● Vorliegender Text
______
Gelsenkirchen. Seit 2021 sind Gelsenkirchener Polizeikräfte mit Tasern unterwegs. Die Elektroschockpistolen sind nach Todesfällen umstritten. Eine Bilanz.

Nach zwei Todesfällen bei Polizeieinsätzen mit Elektroschockern tobt ein Streit über Risiken und Nutzen der sogenannten Distanzelektroimpulsgeräte (DEIG), umgangssprachlich auch Taser genannt. Seit 2021 gehört auch Gelsenkirchen zu den Behörden, die die Geräte im Einsatzalltag erproben. Wie fällt die Bilanz aus?
______
● Aufgaben
1. Beantworte anhand des Textes über Taser bei der Gelsenkirchener Polizei diese Fragen:
(a) Seit welchem Jahr sind Gelsenkirchener Polizeikräfte mit Tasern unterwegs?
(b) Nach wie vielen Todesfällen bei Polizeieinsätzen gibt es Streit um die Geräte?
(c) Wofür steht die Abkürzung DEIG?
2. Welche Bezeichnungen für die Elektroschockgeräte kommen im Text über Taser bei der Gelsenkirchener Polizei vor? Das allgemeine Wort „Geräte“ zählt nicht.
3. Übersetze diesen Satz aus dem Text über Taser bei der Gelsenkirchener Polizei ins Englische: „Seit 2021 gehört auch Gelsenkirchen zu den Behörden, die die Geräte im Einsatzalltag erproben.“

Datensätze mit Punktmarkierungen
______
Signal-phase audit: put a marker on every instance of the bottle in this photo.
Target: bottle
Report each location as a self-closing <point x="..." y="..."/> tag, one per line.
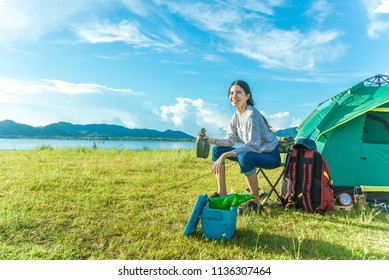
<point x="225" y="202"/>
<point x="202" y="146"/>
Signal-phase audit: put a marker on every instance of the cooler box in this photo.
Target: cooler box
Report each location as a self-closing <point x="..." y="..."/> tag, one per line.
<point x="216" y="224"/>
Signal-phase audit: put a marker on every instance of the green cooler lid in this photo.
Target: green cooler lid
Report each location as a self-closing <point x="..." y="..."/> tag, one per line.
<point x="194" y="217"/>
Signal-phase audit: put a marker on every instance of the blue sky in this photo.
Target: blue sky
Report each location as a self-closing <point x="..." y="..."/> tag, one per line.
<point x="164" y="64"/>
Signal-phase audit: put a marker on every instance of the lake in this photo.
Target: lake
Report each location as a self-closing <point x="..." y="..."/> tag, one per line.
<point x="31" y="144"/>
______
● Antworten
1.
(a) Seit 2021.
(b) Nach zwei Todesfällen.
(c) Für Distanzelektroimpulsgeräte.

2. Taser, Elektroschockpistolen, Elektroschocker, Distanzelektroimpulsgeräte (DEIG)

3. Since 2021, Gelsenkirchen has also been one of the authorities testing the devices in everyday operations.